**CHALLENGE A:**
Identify each line in the listing that contains the string "horse", treating uppercase and lowercase letters as different.

**EXTRACT:**
1. Personal hobbies: I like one candidate because he is in rock climbing club, and I am also a climber
2. Environmental philosophy: I prefer the candidates who mention climate change, and I am a passionate environmentalist (we work for oil & gas, and I think we need environmentally-minded people in the industry)
3. Ethnicity: Chinese privilege is a real thing in Singapore, and I’m feeling preference for one candidate because he’s a minority.
4. Volunteer work: I really light up when candidates discuss projects that make the world a better place.
5. Personality: I like people who are friendly and communicative more than people who are closed off and only give one word answers.

Hoodwinker
Nov 7, 2005

Switchback posted:

Two more intern interviews down and I was much better prepared than yesterday. The more normal standard questions went a lot better. I tried to ask one of “an example of when he had to read instructions”, could be success or failure, any topic.. it apparently was not a very good question because it was difficult for the candidate to answer well. I did like the answers I got for asking “how do you cope with stress, and what’s an example of a stressful situation?” Also really liked the answers to “do you think it’s better to be perfect but late, or just good but on time?”

And as much as I hate the question, I think I have to ask “what are your strengths and weaknesses” since I’m sure they’ve all prepared answers for that one already and they should get the chance to practice. I want to set them up for feeling like they had a successful interview.

I’m so glad I probably won’t have to actually choose one because I love all of them. But for the future, what are acceptable things to judge people on? Here are my feelings that don’t relate to technical competence, please tell what is unfair personal bias, and what is legitimate grounds for selection:

1. Personal hobbies: I like one candidate because he is in rock climbing club, and I am also a climber
2. Environmental philosophy: I prefer the candidates who mention climate change, and I am a passionate environmentalist (we work for oil & gas, and I think we need environmentally-minded people in the industry)
3. Ethnicity: Chinese privilege is a real thing in Singapore, and I’m feeling preference for one candidate because he’s a minority.
4. Volunteer work: I really light up when candidates discuss projects that make the world a better place.
5. Personality: I like people who are friendly and communicative more than people who are closed off and only give one word answers.
#1 and #3 should be totally irrelevant. The other three are sensible, given the context you've provided.

Switchback
Jul 23, 2001

Hoodwinker posted:

#1 and #3 should be totally irrelevant. The other three are sensible, given the context you've provided.

#3 is a touchy subject. Inclusion is everything right now in my company. There are often job postings in Singapore specifying only open to Chinese. Landlords discriminate openly. It shouldn’t be a deciding criteria, we want everything to be merit based, but when the merit is equal is it wrong to choose someone because they’re more likely to be disadvantaged?

Krispy Wafer
Jul 26, 2002

I shouted out "Free the exposed 67"
But they stood on my hair and told me I was fat

Grimey Drawer
Wouldn't reason #3 be akin to deliberately hiring a woman in a male dominated field? No one is 100% fair on an interview and the opposite (hiring a less qualified man or someone from a 'favored' ethnicity) occurs far more often.

[Part of a data file]
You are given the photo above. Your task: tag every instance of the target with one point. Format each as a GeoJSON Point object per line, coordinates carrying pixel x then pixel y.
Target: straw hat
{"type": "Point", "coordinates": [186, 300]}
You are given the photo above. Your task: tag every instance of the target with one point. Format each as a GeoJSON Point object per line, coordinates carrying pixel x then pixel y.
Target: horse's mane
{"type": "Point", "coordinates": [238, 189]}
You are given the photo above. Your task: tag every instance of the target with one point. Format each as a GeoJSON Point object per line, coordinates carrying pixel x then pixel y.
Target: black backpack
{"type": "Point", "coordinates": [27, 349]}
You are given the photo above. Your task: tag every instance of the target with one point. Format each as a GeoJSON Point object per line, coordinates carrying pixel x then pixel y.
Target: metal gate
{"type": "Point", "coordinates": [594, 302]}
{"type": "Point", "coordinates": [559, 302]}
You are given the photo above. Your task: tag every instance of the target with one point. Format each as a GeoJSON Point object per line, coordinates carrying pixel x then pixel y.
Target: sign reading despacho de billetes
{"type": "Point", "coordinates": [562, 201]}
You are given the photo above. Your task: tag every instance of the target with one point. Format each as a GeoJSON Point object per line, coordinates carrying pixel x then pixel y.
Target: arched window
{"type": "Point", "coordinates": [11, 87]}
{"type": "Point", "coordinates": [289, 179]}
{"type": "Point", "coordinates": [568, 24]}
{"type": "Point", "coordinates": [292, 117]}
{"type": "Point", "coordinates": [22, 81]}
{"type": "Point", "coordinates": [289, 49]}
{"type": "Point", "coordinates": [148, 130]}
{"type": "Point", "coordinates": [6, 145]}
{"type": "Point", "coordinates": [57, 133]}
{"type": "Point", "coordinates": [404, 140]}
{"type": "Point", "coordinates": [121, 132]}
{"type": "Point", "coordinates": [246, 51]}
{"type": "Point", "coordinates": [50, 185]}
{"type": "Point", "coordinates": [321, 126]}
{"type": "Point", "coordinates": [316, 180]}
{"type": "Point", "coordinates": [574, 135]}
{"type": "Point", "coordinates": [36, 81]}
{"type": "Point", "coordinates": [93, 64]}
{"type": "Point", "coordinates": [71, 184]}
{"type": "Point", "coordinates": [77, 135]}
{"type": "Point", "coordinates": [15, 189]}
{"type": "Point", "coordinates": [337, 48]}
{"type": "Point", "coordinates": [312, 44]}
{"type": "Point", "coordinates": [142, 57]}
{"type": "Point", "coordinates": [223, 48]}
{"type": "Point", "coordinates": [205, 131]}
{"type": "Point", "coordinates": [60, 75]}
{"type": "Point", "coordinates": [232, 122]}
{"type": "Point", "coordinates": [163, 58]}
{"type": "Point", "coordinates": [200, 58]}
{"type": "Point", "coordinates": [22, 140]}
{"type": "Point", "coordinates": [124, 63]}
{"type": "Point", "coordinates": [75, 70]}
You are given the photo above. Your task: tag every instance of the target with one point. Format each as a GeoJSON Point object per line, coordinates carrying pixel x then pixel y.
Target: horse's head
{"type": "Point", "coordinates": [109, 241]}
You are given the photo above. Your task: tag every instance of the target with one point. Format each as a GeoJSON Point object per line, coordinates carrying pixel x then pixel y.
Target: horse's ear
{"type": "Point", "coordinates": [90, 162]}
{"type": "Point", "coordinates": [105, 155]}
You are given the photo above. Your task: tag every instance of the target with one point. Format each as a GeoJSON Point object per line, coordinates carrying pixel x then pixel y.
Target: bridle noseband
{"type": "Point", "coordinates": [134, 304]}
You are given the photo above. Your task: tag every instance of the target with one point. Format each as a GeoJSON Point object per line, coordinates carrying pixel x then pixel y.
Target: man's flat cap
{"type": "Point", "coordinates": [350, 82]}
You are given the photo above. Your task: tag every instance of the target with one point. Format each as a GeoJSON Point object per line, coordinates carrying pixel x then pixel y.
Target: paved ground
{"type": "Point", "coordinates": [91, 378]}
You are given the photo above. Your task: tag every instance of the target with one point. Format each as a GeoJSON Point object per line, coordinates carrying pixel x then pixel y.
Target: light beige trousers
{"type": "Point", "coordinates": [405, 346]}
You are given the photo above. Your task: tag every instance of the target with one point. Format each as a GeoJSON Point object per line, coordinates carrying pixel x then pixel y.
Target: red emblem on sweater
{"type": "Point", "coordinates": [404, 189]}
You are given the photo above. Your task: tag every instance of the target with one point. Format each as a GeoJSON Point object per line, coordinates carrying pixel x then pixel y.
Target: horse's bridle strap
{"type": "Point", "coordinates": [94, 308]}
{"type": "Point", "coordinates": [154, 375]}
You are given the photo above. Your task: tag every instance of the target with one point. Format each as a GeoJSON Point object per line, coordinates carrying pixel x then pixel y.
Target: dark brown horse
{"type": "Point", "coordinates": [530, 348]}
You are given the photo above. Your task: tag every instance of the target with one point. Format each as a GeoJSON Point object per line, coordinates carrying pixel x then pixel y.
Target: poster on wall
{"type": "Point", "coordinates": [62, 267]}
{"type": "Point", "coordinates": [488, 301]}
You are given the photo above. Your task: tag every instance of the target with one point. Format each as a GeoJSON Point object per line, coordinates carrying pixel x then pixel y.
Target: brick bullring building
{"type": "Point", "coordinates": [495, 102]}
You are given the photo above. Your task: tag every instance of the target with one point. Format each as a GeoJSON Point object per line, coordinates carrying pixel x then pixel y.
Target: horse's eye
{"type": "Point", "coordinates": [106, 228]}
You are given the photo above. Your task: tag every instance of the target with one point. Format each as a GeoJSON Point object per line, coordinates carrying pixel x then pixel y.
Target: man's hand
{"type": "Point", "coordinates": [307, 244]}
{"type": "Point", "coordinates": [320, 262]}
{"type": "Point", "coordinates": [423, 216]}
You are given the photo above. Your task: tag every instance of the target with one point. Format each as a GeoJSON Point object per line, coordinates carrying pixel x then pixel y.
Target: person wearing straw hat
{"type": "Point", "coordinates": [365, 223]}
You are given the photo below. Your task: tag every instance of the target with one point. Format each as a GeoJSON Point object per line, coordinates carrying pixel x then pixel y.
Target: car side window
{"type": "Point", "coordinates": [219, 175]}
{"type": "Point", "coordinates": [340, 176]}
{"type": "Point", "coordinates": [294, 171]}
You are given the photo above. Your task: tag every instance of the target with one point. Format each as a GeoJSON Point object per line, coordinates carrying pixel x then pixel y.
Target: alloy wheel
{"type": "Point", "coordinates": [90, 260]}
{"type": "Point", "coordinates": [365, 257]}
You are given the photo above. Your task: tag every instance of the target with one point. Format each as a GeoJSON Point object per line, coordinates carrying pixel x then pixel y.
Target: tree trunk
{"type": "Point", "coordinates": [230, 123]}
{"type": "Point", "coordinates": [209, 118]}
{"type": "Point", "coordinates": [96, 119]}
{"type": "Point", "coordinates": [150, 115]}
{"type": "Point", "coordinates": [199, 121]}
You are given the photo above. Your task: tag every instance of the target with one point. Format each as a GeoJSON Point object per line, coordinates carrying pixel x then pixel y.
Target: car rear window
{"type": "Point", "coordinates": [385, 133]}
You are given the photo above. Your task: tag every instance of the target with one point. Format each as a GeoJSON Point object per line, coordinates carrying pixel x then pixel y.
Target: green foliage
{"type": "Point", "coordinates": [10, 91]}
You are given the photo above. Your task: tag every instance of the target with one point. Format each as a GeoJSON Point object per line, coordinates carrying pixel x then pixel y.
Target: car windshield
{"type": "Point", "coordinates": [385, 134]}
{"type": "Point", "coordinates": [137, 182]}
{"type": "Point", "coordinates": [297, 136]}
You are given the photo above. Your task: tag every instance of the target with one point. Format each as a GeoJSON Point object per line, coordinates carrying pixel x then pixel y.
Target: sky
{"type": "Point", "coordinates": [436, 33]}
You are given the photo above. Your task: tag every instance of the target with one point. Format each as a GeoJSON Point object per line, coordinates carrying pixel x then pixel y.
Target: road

**CHALLENGE B:**
Update the forum thread, starting with "Krispy Wafer" and going on through "far more often.", by putting "coat" in place of "hair".

**RESULT A:**
Target: horse's mane
Target: horse's head
Target: horse's ear
Target: horse's bridle strap
Target: dark brown horse
Target: horse's eye

**RESULT B:**
Krispy Wafer
Jul 26, 2002

I shouted out "Free the exposed 67"
But they stood on my coat and told me I was fat

Grimey Drawer
Wouldn't reason #3 be akin to deliberately hiring a woman in a male dominated field? No one is 100% fair on an interview and the opposite (hiring a less qualified man or someone from a 'favored' ethnicity) occurs far more often.